During World War I, American Red Cross volunteer services faced rapid expansion. To delineate the lines of service, the Red Cross employed a color coding system for the uniforms and service pins. Although all the uniforms were distinctive and possessed their own special recognition factor, the Hostess and Hospital Service and Recreation corps, founded in 1918 at Walter Reed Army Hospital, became a unique and enduring symbol of Red Cross service in military and later civilian hospitals. The service was initiated by Mabel Boardman, Secretary for the Red Cross and organized by Edith Oliver Rea who became the first field director.
Although the hospital corps’ gray uniform with white collar and cuffs was not one of the more vibrant shades, the volunteers wearing it were affectionately known as the Gray Ladies to the wounded soldiers. The corps, composed primarily of women volunteers, acted as hostesses and provided recreational services to patients, many of whom were injured during World War I. Although their official name was changed to a more manageable Hospital and Recreation Corps in 1934, it was the Gray Lady moniker that resonated through the years and in 1947, after World War II, the name was officially changed to the Gray Lady service.
Although the Gray Ladies provided non-medical care, they underwent a rigorous training process, provided by medical professionals and the Red Cross, which included hospital organization, ethics, psychiatry and occupational therapy. By the 1930s, with increased demand during the Depression, the Gray Lady Service spread to other hospitals around the country, both military and civilian. Their services also extended to blood centers and providing assistance with disaster response. During World War II, the service reached its peak with almost 50,000 women serving as Gray Ladies in military and other hospitals throughout the United States. Following the war, some Gray Ladies also served in U.S. military hospitals overseas. Although the numbers decreased, the Gray Ladies continued serving in American hospitals until the mid-1960s when the Red Cross shifted to a unified concept of volunteers. In keeping with this new policy, a universal blue uniform replaced the multi-hued collection of volunteer uniforms.
Today, the Red Cross continues providing support to hospitalized U.S. military personnel with dedicated volunteers through Service to the Armed Forces.

▶ Items from a data source:
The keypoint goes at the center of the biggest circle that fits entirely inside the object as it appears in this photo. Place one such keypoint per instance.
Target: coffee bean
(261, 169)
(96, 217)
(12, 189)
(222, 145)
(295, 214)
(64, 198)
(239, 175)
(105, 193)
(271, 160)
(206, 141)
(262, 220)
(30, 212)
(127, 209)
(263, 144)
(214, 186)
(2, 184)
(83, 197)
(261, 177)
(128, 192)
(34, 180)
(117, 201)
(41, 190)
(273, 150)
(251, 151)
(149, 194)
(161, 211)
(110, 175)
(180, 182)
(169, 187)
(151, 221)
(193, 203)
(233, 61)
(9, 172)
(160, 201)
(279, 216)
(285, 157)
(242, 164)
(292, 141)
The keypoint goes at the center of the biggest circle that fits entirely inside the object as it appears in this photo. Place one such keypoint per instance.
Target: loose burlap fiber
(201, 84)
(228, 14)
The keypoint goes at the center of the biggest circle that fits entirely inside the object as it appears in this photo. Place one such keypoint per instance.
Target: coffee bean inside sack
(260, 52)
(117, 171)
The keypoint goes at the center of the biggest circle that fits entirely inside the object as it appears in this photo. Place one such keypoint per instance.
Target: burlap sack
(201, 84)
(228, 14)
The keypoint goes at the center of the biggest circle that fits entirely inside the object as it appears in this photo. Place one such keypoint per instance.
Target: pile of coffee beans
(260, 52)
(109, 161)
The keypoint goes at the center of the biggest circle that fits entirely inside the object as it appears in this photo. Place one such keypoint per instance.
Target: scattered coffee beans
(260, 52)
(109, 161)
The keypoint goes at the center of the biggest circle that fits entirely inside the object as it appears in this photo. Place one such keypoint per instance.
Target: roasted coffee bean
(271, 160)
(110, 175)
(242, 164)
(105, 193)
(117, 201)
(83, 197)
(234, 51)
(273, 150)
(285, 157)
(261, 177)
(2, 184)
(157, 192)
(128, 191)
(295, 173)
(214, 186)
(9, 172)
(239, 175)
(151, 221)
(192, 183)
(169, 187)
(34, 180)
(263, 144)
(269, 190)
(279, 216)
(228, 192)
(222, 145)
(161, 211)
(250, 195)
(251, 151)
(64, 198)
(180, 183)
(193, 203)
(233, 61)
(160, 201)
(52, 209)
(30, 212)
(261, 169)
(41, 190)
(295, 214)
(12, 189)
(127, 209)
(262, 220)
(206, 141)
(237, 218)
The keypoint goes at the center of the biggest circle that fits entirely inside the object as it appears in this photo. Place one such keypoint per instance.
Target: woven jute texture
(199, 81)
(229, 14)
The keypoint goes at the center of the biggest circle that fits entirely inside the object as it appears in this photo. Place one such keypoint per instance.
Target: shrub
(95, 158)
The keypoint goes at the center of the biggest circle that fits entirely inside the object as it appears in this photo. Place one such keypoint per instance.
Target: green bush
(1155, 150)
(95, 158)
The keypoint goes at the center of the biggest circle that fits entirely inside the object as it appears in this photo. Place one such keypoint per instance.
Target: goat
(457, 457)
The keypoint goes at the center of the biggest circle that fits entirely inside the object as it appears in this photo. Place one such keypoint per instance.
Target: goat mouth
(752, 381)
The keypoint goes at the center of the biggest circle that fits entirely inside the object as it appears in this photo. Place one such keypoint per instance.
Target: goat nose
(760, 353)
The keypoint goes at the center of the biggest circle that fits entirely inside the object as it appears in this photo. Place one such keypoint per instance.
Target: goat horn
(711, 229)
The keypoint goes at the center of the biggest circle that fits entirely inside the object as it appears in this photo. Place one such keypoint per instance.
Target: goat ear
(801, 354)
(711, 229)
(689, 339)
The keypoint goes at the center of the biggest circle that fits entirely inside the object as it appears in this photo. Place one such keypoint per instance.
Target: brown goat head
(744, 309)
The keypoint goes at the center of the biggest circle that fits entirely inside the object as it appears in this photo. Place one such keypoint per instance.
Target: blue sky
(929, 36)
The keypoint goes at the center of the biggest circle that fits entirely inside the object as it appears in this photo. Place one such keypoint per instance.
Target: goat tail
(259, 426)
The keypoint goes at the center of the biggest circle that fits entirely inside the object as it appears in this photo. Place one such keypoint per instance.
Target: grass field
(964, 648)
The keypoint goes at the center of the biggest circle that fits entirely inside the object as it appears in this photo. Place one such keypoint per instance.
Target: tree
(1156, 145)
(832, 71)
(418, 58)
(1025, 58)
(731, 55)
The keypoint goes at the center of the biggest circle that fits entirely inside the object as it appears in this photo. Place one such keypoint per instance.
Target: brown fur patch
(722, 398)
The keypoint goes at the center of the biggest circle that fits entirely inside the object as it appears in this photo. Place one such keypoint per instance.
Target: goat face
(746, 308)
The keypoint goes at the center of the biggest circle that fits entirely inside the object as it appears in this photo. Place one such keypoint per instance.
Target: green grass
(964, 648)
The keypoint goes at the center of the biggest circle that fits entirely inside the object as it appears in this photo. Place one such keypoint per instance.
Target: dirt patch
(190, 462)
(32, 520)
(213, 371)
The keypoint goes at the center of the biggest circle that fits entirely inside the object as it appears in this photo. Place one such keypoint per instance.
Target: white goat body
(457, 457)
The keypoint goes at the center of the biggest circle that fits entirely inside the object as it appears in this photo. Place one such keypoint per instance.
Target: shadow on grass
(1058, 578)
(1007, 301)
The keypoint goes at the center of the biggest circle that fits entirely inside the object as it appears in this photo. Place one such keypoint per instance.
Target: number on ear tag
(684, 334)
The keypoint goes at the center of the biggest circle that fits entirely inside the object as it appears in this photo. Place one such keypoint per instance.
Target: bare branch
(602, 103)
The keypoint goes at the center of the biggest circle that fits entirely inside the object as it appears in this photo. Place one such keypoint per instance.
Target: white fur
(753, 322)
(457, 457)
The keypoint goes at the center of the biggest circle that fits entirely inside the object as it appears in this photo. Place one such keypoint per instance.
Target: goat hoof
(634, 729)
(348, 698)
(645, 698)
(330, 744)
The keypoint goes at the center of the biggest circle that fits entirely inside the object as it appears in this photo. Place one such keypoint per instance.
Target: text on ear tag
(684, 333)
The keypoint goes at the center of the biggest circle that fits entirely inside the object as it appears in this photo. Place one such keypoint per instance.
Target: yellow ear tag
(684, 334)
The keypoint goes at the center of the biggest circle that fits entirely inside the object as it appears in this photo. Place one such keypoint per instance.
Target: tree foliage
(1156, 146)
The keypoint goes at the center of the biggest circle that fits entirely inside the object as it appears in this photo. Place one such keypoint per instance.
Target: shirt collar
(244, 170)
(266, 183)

▶ Directions for this task: According to the passage on the Red Cross Gray Ladies, in what year was the corps' name officially changed to the Gray Lady service?

▶ Response area: 1947